[What the task requires]
Having found the line that holds "Q: For each instance of the exposed", give that line and all lines after it again, word for word, through the end of the data below.

[Supplied entries]
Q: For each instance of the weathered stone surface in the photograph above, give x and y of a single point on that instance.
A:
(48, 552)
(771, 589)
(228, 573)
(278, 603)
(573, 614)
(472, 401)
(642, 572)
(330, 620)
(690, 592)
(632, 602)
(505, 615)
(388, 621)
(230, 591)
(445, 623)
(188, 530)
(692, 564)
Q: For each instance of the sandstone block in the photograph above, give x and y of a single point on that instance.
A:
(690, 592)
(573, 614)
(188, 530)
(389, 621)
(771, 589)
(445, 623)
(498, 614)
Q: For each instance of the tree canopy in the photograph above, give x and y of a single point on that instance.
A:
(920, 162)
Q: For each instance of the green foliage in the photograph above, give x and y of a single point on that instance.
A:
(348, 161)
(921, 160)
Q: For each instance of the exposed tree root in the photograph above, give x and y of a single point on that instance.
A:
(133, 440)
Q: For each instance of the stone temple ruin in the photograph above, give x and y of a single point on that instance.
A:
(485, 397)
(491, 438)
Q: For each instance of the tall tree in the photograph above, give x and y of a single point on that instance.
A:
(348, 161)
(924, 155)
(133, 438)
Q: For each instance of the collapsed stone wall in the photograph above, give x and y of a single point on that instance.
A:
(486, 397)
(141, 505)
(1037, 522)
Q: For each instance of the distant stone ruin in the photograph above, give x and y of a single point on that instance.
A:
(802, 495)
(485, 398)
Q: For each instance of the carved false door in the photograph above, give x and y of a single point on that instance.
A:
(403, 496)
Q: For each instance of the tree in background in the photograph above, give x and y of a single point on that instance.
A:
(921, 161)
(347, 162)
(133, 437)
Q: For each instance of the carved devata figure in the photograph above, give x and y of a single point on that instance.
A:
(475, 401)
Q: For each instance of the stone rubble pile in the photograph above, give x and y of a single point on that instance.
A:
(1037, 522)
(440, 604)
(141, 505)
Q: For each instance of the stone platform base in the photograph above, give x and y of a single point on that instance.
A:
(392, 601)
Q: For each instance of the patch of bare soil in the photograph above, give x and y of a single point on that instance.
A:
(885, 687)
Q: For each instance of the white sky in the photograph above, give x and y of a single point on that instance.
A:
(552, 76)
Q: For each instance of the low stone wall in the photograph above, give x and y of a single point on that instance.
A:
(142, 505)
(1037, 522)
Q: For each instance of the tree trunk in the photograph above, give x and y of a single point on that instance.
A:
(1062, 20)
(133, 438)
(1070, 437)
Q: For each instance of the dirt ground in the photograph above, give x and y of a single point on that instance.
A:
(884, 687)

[Finished exercise]
Q: For each instance of the exposed tree root in the photograph above, give x and y of a single point on that instance.
A:
(133, 440)
Q: For each instance of the stone temple ruin in the photograph above, give x and y of a single point on that instance.
A:
(485, 397)
(491, 438)
Q: For each instance of the tall tree in the photograph above, give x and y of a single point on that instance.
A:
(348, 161)
(924, 155)
(133, 438)
Q: For each instance of the collapsed stone wall in the photograph above, give x and y of a single point on that instance.
A:
(486, 397)
(141, 505)
(1037, 522)
Q: For each instance of the distant stone ruin in the photograph above, give x and y of a single point on that instance.
A:
(802, 495)
(485, 398)
Q: For each instance of the carved false door in the photograph above, give x and y of a single point on that instance.
A:
(403, 496)
Q: For each instance of the tree in background in the photograph above, give x and y of a single point on that instance.
A:
(921, 161)
(347, 162)
(133, 437)
Q: For each instance of the carved devata figure in the photograph above, give x and y of a single point on that instance.
A:
(475, 401)
Q: For each instance of the stone rubble pile in the photograph above, give x and y of a single point on that instance.
A:
(1037, 522)
(440, 604)
(141, 505)
Q: For each instance of the stone platform base in the photograph above, give x and y of a single point on that instance.
A:
(392, 601)
Q: For each instance of the patch of bare soil in the photograph above, give x and y of a single point on that instance.
A:
(885, 687)
Q: For each instance of the white sky in the photograph above, give x and y of a single point on that instance.
A:
(552, 76)
Q: For each instance of the low stone wall in the photograph above, give x and y of a single point on that instance.
A:
(142, 505)
(1037, 522)
Q: For each instance of the tree trunk in the photograph above, give x and y of a single point on that instance.
A:
(1062, 20)
(133, 438)
(1070, 437)
Q: For each instance of the dirt ground in the photograph above, give x and y of a single point on that instance.
A:
(884, 687)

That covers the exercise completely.